Object position labeling items
=====

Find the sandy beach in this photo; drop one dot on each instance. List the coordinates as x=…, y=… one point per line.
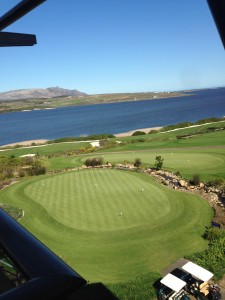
x=26, y=143
x=42, y=141
x=129, y=133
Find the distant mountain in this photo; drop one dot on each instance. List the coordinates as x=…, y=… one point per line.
x=52, y=92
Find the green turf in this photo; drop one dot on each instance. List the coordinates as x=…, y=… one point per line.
x=46, y=149
x=208, y=162
x=77, y=214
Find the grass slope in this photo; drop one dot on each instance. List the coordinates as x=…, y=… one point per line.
x=208, y=162
x=77, y=215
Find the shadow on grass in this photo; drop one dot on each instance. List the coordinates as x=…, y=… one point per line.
x=93, y=291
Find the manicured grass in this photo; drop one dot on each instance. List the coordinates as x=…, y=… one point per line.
x=77, y=214
x=208, y=162
x=46, y=149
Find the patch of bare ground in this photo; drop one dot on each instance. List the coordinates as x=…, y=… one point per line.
x=214, y=197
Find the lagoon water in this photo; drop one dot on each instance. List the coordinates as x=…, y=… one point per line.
x=110, y=118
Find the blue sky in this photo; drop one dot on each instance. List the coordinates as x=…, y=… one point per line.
x=107, y=46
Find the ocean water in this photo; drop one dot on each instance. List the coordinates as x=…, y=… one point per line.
x=110, y=118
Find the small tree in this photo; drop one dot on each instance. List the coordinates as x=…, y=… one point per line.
x=158, y=162
x=137, y=162
x=195, y=179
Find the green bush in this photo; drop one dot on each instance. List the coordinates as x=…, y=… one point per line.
x=158, y=162
x=137, y=162
x=213, y=258
x=140, y=288
x=97, y=161
x=13, y=211
x=195, y=179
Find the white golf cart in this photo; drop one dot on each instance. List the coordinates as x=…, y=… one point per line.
x=172, y=288
x=200, y=286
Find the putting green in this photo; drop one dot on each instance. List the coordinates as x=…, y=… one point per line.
x=78, y=215
x=100, y=200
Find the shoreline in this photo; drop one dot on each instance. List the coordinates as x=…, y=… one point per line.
x=129, y=133
x=41, y=142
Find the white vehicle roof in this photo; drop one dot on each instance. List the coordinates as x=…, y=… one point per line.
x=174, y=283
x=197, y=271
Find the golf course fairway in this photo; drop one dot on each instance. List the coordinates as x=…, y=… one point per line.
x=111, y=225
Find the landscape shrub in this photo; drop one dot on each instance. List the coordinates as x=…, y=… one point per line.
x=138, y=133
x=37, y=168
x=158, y=162
x=97, y=161
x=13, y=211
x=217, y=182
x=140, y=288
x=195, y=179
x=137, y=162
x=177, y=173
x=213, y=258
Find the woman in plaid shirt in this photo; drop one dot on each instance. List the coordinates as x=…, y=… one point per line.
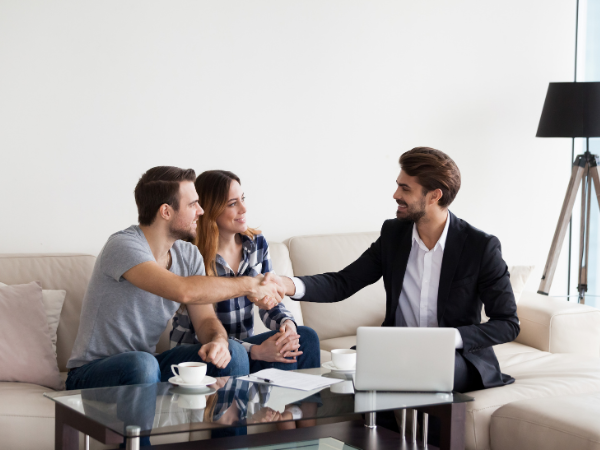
x=226, y=242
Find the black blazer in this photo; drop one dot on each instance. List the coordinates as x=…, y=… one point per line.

=====

AIM
Rewrite the items from the beginning through the line containing "x=41, y=142", with "drop one dot" replaced by "place one marker" and nothing else changed. Leave out the pictures.

RESULT FOR THIS EXERCISE
Find the sandy beach in this photo; place one marker on each instance. List the coordinates as x=…, y=… one point per line.
x=26, y=143
x=42, y=141
x=129, y=133
Find the distant mountain in this photo; place one marker on each instance. List the coordinates as x=…, y=… one point per line.
x=52, y=92
Find the green turf in this photo; place one marker on each instance. List the coordinates as x=…, y=… one point per line.
x=46, y=149
x=208, y=162
x=77, y=214
Find the grass slope in this photo; place one marker on each instance. List the coordinates as x=…, y=… one point per line.
x=208, y=162
x=77, y=215
Find the shadow on grass in this photo; place one marker on each instance. List the coordinates as x=…, y=… one point per line.
x=93, y=291
Find the manicured grass in this photo; place one marker on each instance. List the coordinates as x=…, y=… one point per line.
x=77, y=214
x=208, y=162
x=46, y=149
Find the patch of bare ground in this photo; place one marker on each instance. List the coordinates as x=…, y=… one point per line.
x=214, y=197
Find the lagoon water in this photo; place one marker on each instance. List the coordinates as x=…, y=… one point per line.
x=110, y=118
Find the blue sky in this photo; place one marker on each instance. List the coordinates as x=…, y=… one point per line.
x=107, y=46
Find the ocean water in this photo; place one marker on each instance. List the coordinates as x=…, y=… one point per line.
x=110, y=118
Find the small tree in this photo; place one marker on each instance. List the coordinates as x=…, y=… one point per line.
x=158, y=162
x=137, y=162
x=195, y=179
Find the green bush in this photo; place one marker on each instance. List the coordinates as x=…, y=… one point per line.
x=158, y=162
x=137, y=162
x=213, y=258
x=140, y=288
x=97, y=161
x=13, y=211
x=195, y=179
Find the white golf cart in this photo; place one marker on each instance. List the coordinates as x=…, y=… one point per line.
x=172, y=288
x=200, y=286
Find the putting green in this photo; place one marker on each instance. List the coordinates as x=…, y=… one point per line.
x=78, y=215
x=100, y=200
Find the shoreline in this photo; place one marker on each instance. List the coordinates as x=…, y=… one point per line.
x=129, y=133
x=41, y=142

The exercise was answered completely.